### [Extract provided]
%%
When they send in the National Guard, we'll take chainsaws to the telephone polls to halt their progress— and they'll throw down their guns when they see their nieces and nephews on the other side of the barricades. That night, we'll drag all the furniture out of the offices and department stores to build great bonfires in the intersections; we'll sit around them, passing food and drink and telling the unbelievable stories of how we arrived there.
The next morning we'll venture out one by one, then in pairs, to survey the remains —and perhaps after the initial shock it will appear to us as a great playground. We'll gaze at the carcasses of the dead machines in wonder that we lived in a society powered by things beyond our understanding; from that moment forward our understanding will be honed sharp by the challenges of building anew.
Some of us will still be angry, some will still be hurting; others will climb to the tops of the great wreckage heaps to look out into the sunrise, trying to see beyond it into the future, and sit there in silence for a long, long time. We'll trace each others scars with our fingers, squeeze our hands together and shake our heads; perhaps someone will sing softly.
We'll stand outside looted supermarkets, pitching soda cans and hitting them with axe handles to see them explode in the air, spinning like pinwheels. We'll dress the lampposts in satin curtains, paint our own names on the street signs, throw Christmas ornaments at each other like snowballs. We'll string extension cords around the old monuments to pull them down like the Communards did in Paris; we'll empty the TV dinners from our freezers and throw them off rooftops as we eat fresh apples from new trees. This is what it will take to rediscover that we are the masters of things and not they of us. Wearing bridal gowns and fireman's jackets, leaving a swath of shatter dinner crystal in our wake, we'll cut a path to the gates of heaven so wide no one can ever shut them again.
%%
### [Exercise brief]
Copy word for word the part of the passage about the barricades between "When they send" and "of building anew.", inclusive. The rows that follow come from a different source than the passage.

### [Data extract]
%%
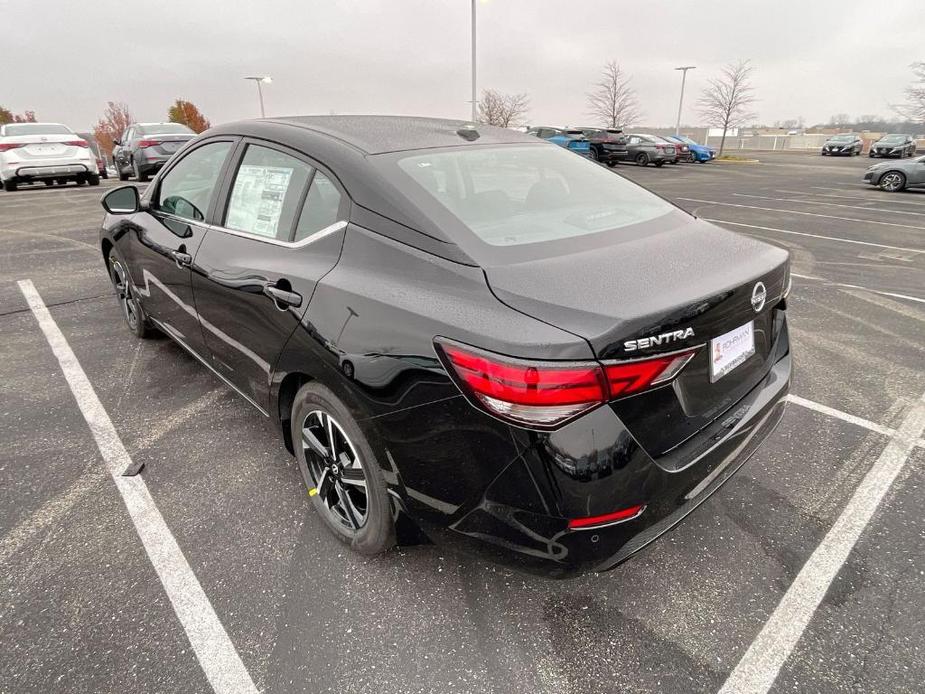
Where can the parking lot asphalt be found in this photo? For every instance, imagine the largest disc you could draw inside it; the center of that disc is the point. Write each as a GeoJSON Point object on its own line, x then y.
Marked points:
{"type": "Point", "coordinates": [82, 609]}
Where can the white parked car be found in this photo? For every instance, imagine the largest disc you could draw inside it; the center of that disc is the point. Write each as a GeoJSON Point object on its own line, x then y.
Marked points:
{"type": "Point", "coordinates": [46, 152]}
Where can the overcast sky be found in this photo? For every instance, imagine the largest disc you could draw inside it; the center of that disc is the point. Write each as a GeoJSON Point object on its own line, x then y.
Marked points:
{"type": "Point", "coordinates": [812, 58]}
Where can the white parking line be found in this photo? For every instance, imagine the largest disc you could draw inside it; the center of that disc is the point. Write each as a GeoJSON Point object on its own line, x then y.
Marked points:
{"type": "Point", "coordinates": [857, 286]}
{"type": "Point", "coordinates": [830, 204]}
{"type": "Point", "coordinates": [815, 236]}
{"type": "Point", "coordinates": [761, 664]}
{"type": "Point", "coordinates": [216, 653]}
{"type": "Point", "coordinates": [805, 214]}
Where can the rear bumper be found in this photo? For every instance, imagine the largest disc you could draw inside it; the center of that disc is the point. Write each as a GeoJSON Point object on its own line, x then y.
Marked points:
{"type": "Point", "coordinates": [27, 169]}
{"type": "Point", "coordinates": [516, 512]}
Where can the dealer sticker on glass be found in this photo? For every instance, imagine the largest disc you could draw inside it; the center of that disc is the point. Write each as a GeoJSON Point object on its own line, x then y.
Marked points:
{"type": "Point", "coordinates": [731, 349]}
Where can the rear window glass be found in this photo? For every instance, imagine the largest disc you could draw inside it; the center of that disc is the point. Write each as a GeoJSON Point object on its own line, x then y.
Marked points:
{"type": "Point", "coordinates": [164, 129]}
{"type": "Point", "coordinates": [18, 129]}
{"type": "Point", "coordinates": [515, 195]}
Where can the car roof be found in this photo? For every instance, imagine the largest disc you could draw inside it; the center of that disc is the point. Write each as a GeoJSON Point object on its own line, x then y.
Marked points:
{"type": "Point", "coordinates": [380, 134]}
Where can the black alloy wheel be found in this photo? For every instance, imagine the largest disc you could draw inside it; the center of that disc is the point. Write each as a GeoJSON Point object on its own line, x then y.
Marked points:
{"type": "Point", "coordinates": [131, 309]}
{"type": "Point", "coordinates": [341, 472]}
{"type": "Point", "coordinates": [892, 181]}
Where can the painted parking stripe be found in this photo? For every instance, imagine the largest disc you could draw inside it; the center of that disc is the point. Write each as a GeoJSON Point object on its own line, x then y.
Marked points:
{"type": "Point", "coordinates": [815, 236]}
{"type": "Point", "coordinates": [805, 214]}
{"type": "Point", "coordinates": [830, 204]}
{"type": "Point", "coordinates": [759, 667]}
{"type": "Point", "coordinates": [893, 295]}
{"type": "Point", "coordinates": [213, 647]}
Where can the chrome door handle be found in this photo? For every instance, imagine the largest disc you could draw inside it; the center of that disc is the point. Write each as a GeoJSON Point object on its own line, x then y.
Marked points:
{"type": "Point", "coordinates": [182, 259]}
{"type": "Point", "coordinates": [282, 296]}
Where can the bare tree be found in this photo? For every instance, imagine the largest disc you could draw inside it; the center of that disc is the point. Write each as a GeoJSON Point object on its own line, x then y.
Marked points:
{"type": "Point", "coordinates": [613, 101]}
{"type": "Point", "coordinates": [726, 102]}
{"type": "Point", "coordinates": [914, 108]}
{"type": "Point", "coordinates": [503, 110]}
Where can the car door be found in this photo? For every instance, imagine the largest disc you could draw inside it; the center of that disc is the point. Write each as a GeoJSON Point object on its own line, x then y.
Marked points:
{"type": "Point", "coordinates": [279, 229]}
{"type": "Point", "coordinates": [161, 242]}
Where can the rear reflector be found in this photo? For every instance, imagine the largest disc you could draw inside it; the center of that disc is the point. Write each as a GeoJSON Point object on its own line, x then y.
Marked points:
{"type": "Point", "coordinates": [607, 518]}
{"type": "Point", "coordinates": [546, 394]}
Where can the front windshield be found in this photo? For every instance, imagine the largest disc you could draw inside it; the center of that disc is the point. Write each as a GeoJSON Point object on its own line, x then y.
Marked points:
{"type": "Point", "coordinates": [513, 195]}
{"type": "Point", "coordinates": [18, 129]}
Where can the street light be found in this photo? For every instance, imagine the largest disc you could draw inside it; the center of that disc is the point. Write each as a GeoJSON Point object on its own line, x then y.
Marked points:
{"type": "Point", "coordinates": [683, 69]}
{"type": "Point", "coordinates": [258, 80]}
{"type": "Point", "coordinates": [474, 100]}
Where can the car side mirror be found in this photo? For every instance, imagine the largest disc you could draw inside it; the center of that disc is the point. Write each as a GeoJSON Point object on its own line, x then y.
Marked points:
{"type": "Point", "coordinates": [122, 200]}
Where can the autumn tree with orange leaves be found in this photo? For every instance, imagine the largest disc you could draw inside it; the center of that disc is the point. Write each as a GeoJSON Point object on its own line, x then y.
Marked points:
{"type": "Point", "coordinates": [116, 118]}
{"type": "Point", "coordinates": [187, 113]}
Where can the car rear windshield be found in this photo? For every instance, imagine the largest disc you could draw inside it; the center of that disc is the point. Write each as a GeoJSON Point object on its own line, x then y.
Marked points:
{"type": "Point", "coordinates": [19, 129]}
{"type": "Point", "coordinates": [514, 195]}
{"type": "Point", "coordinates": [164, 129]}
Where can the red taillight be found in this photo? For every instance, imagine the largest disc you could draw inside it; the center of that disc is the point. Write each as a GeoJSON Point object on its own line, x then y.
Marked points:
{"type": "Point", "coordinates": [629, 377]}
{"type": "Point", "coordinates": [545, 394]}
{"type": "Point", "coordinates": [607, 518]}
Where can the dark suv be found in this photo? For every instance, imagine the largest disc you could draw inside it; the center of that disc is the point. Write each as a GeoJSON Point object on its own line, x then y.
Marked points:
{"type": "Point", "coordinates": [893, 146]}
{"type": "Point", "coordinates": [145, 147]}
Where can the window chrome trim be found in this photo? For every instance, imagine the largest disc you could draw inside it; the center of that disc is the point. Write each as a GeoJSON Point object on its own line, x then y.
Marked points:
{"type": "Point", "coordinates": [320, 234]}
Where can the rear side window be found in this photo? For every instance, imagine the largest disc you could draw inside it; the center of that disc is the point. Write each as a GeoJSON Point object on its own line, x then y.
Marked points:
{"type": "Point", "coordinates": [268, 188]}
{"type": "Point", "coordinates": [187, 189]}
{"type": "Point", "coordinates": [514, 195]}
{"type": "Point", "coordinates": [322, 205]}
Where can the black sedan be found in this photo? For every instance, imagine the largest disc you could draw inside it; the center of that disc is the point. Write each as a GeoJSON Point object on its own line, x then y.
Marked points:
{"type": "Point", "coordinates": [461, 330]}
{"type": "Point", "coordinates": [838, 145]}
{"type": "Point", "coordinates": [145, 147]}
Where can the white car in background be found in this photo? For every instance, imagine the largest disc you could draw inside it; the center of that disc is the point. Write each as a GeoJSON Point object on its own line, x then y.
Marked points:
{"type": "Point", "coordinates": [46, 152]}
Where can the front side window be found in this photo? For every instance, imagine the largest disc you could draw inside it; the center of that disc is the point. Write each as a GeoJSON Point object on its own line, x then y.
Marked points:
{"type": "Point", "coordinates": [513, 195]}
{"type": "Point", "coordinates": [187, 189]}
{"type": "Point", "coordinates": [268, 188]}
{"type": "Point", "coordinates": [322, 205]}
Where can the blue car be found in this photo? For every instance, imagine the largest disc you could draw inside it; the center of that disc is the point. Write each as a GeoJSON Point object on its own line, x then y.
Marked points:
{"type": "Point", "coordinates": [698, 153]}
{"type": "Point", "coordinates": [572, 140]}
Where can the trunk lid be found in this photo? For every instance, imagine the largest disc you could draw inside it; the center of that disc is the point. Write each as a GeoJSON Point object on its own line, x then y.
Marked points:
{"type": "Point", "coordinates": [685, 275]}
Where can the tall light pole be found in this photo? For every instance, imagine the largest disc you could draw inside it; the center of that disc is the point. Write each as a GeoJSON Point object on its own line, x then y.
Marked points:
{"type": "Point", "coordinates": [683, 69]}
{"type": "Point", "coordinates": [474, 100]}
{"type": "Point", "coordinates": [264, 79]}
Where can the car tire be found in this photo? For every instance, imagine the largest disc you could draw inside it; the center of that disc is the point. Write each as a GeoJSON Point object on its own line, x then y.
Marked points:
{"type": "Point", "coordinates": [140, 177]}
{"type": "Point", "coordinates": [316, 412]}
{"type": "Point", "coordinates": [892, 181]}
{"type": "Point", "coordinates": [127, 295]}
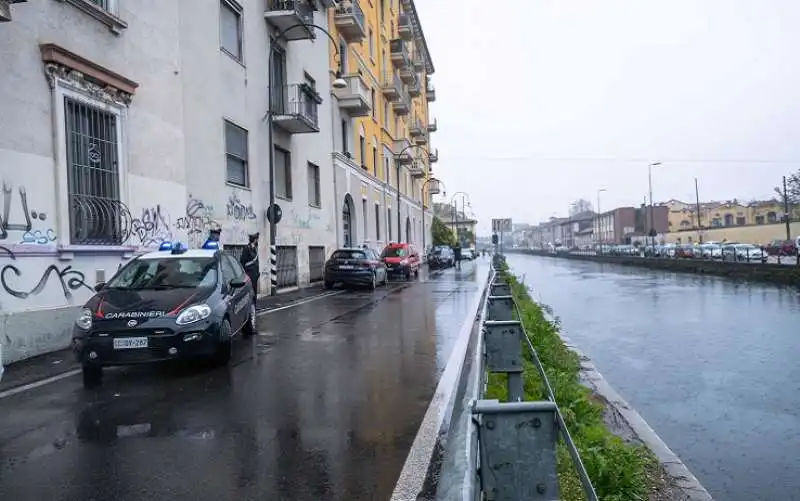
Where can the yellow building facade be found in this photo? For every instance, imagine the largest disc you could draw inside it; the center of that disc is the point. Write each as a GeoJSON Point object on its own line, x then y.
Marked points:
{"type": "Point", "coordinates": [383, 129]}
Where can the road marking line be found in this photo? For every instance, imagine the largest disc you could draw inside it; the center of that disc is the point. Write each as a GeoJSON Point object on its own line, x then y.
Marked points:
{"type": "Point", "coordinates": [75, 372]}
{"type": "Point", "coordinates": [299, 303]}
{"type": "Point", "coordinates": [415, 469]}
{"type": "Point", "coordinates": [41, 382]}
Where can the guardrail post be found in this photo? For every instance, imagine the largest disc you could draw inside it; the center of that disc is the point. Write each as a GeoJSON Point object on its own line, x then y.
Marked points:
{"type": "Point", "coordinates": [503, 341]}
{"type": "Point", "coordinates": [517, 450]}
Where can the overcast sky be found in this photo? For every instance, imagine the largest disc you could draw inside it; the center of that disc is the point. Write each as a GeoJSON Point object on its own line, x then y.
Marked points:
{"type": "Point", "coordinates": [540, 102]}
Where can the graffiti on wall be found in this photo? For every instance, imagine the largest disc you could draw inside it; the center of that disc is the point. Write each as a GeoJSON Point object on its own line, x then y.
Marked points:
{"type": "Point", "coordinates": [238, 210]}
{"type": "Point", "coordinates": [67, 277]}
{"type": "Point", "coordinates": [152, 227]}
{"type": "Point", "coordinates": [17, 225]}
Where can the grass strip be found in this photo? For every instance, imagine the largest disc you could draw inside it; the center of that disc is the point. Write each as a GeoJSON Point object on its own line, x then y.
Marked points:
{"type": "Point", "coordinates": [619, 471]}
%%
### [Output for this task]
When they send in the National Guard, we'll take chainsaws to the telephone polls to halt their progress— and they'll throw down their guns when they see their nieces and nephews on the other side of the barricades. That night, we'll drag all the furniture out of the offices and department stores to build great bonfires in the intersections; we'll sit around them, passing food and drink and telling the unbelievable stories of how we arrived there.
The next morning we'll venture out one by one, then in pairs, to survey the remains —and perhaps after the initial shock it will appear to us as a great playground. We'll gaze at the carcasses of the dead machines in wonder that we lived in a society powered by things beyond our understanding; from that moment forward our understanding will be honed sharp by the challenges of building anew.